• _SELECTED PASSAGE_:

Unveiled in June 2013, the “Initiatives for a Smart Economy” plan is a comprehensive and innovative approach to economic development that builds on the framework of the Western New York Regional Economic Development Council and Governor Cuomo’s “Billion for Buffalo” strategy to addresses our region’s challenges. Over 40 of the 64 Initiatives in the plan have been begun, with some already completed and more to be announced soon. The 2015 Proposed Budget continues to support the Initiatives for a Smart Economy through:

 

  • Increasing funding for cultural organizations that enrich our community and attract tourism dollars, including funding a number of new applicants and agencies that have never before been awarded funds;
  • Building on the tremendous success of projects like “Shark Girl” by continuing funding for a public arts curator position at the Albright Knox Art Gallery; 
  • Providing increases in funding to support the critical tourism promotion and related development initiatives promoted by Visit Buffalo-Niagara, the Convention Center Management Corporation and the Buffalo-Niagara Film Commission-WNED.
  • Providing funding for the Land Bank to continue its solid work in acquiring and selling distressed, abandoned or foreclosed properties and helping return such parcels to productive use in the community; and
  • For the first time since 2008, increasing the sponsor contribution to ECC by $125,000, reinforcing a commitment to the college’s educational mission, including in the science, technology, engineering and mathematics disciplines.

Poloncarz added, “Strong partnerships and wise use of resources are essential to the success of the Initiatives for a Smart Economy, and we have already seen critical successes as the Initiatives are implemented. Erie County is leading the way in building a more vibrant local economy, and this Proposed Budget once again leverages available funding and collaborations with partners to move the Initiatives forward.”

• _TASKS FOR THIS EXERCISE_:
a) According to the passage on Erie County's 2015 Proposed Budget, by how much does the budget raise the sponsor contribution to ECC?
b) Write the next part of the passage on Erie County's 2015 Proposed Budget, picking up after its final sentence.

• _SOURCE INFORMATION_:
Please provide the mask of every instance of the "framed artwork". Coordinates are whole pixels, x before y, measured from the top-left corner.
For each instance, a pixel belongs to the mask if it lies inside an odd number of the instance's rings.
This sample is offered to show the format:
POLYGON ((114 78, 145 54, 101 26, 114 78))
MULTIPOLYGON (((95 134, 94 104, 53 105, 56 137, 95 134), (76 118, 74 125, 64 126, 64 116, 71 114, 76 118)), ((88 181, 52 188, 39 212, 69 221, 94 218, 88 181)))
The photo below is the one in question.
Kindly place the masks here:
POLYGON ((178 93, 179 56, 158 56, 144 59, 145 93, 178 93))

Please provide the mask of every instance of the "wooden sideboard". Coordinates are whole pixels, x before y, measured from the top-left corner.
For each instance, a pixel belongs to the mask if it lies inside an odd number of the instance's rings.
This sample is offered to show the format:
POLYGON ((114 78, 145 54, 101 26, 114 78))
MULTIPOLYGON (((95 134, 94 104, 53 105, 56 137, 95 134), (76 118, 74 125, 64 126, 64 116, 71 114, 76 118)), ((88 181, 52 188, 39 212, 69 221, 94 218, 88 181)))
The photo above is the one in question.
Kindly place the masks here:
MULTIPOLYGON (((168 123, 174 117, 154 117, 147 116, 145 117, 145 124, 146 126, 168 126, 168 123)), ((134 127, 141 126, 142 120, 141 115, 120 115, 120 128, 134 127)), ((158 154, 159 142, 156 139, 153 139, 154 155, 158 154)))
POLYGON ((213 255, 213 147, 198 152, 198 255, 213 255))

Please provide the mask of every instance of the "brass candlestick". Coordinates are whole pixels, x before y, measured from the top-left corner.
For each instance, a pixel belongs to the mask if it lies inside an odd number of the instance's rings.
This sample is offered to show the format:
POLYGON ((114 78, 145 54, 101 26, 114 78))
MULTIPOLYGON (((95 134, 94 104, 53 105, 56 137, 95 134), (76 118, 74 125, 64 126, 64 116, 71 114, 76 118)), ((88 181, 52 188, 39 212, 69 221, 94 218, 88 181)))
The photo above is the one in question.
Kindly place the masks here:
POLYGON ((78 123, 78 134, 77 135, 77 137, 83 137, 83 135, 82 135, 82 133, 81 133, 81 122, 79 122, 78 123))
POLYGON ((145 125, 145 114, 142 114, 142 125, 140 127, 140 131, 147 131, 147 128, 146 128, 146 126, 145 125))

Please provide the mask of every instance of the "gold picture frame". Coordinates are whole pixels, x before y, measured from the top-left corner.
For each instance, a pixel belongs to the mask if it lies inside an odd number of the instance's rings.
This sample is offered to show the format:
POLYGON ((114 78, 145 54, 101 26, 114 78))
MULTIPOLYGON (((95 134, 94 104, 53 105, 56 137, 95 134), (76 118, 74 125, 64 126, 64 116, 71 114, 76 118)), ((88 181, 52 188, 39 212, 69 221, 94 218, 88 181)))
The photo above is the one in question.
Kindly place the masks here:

• _SOLVED TASKS_:
a) By $125,000.

b)
The Erie County General Fund budget for 2015 will be $1.43 billion, which represents a 2.86% or $39.7 million increase in spending over 2014. Nearly 90% of the Budget is dictated by mandated costs from New York State and the federal government, costs which are the primary drivers behind the spending increase. Some of these mandated costs include dramatic increases in the caseloads and expense of the Safety Net program (for the second year in a row), and additional spending for Correctional Health services to resolve union grievances. Additionally, due to a mid-year 2014 decision by the New York State Office of Children and Family Services (“OCFS”) affecting the state training school program, there will be large increases in the daily cost charged to the County for housing youth detained in such facilities. This is translating to a 2015 projected cost of $2.7 million higher than was budgeted in 2014 for this program. Other cost increases looming in 2015 include increases under newly negotiated collective bargaining agreements in 2013 and 2014, particularly the CSEA contract, and continuing increases in debt service payment obligations related to the aforementioned road and highway improvements and projects.

“As has been the case throughout my time as County Executive, the property tax rate per thousand will remain $5.03 in 2015, which it has been since 2009.  I would also mention that this is one of the lowest county property tax rates in the state and a lower rate than in 1990,” Poloncarz concluded. “While we are facing increased costs in some areas, we are also seeing reductions in fringe benefit expenses, lessened Medicaid expense as the state’s ‘hard cap’ goes into effect, the inclusion of $3.5 million in casino revenue for the first time, and $6.2 million in additional revenue to the levy from assessment growth.”